[[ Data for this task, beginning ]]
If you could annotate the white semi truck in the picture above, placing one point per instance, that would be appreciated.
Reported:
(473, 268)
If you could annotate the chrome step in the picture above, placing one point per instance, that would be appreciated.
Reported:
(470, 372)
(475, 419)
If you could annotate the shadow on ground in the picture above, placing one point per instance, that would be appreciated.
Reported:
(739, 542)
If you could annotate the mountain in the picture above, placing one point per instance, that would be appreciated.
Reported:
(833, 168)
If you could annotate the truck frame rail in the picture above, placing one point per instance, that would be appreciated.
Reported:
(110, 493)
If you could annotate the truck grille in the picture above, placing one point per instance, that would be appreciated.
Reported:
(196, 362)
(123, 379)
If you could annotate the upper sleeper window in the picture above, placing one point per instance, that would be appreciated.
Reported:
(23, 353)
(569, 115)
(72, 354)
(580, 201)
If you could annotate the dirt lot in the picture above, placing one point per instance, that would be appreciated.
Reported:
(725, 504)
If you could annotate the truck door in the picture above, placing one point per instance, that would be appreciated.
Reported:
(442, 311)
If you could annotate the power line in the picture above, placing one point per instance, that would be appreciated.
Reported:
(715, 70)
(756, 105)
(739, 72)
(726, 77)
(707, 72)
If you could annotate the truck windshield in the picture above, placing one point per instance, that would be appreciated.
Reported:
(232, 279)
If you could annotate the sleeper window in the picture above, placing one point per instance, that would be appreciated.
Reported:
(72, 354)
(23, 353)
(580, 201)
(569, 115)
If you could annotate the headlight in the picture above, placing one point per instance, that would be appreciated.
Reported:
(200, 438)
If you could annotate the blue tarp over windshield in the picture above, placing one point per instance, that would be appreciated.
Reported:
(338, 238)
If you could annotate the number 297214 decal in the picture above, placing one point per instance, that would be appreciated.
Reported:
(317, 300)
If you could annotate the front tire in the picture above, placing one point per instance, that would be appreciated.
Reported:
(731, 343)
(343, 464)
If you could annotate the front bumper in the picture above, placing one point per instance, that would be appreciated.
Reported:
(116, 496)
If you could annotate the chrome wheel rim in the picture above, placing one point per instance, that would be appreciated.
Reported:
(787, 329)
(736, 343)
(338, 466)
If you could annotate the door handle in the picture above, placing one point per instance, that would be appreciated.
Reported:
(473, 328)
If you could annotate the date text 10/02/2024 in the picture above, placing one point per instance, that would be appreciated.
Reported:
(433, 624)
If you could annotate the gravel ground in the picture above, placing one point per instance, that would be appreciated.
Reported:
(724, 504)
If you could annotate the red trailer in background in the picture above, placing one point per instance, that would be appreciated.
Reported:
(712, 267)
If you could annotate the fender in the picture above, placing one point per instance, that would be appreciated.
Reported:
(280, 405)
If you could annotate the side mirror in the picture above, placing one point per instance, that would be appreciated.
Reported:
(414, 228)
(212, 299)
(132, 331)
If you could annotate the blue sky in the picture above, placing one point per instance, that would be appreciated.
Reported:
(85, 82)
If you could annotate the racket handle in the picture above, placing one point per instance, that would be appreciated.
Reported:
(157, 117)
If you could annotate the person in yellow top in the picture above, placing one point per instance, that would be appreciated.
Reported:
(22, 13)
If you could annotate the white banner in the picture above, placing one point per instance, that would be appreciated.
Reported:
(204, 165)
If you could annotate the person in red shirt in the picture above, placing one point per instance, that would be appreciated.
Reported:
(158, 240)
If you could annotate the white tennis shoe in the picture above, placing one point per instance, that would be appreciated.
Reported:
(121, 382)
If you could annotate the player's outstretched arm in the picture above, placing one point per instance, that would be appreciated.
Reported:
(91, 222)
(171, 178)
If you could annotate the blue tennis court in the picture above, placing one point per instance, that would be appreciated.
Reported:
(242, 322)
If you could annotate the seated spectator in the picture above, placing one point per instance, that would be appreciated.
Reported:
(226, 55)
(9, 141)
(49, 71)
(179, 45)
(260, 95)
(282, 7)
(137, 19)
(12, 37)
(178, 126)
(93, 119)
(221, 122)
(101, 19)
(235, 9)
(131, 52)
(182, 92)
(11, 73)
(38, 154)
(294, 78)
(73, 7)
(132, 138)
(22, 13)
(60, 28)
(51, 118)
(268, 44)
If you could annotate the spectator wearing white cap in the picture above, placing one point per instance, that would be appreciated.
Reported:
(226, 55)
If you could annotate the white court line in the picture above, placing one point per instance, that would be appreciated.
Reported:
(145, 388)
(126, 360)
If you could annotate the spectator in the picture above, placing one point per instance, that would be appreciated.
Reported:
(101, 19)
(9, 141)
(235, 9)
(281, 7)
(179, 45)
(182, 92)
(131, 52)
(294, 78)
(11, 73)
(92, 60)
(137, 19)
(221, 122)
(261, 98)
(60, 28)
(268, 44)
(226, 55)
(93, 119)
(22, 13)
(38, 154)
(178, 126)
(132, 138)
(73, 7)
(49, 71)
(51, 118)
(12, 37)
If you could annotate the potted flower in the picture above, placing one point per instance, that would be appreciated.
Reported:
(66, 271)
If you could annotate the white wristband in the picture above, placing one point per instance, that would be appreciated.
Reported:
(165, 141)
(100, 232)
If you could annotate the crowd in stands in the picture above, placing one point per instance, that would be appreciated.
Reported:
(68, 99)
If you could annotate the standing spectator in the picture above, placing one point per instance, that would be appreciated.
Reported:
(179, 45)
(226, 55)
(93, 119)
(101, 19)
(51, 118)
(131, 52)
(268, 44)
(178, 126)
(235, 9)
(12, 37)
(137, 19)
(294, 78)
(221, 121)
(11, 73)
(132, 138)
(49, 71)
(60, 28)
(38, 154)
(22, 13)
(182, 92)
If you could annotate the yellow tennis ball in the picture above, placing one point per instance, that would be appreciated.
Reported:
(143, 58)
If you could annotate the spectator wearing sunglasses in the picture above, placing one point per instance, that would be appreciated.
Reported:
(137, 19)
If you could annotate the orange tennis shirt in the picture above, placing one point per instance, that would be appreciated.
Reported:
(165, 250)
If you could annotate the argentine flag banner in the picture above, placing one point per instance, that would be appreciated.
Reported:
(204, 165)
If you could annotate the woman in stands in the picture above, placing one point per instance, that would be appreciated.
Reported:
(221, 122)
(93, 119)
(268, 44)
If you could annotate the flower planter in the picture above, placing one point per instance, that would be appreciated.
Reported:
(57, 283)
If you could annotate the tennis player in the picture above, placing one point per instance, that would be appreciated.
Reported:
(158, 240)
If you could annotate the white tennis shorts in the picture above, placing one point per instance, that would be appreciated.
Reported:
[[ Data for this task, end ]]
What the task requires: Go over the listing above and return each line with "stands".

Answer box:
If you could annotate the crowd in stands in the picture above, placing one point per instance, that would be appreciated.
If you could annotate the woman in stands in the picture above, placing one point per instance, that would be appreciated.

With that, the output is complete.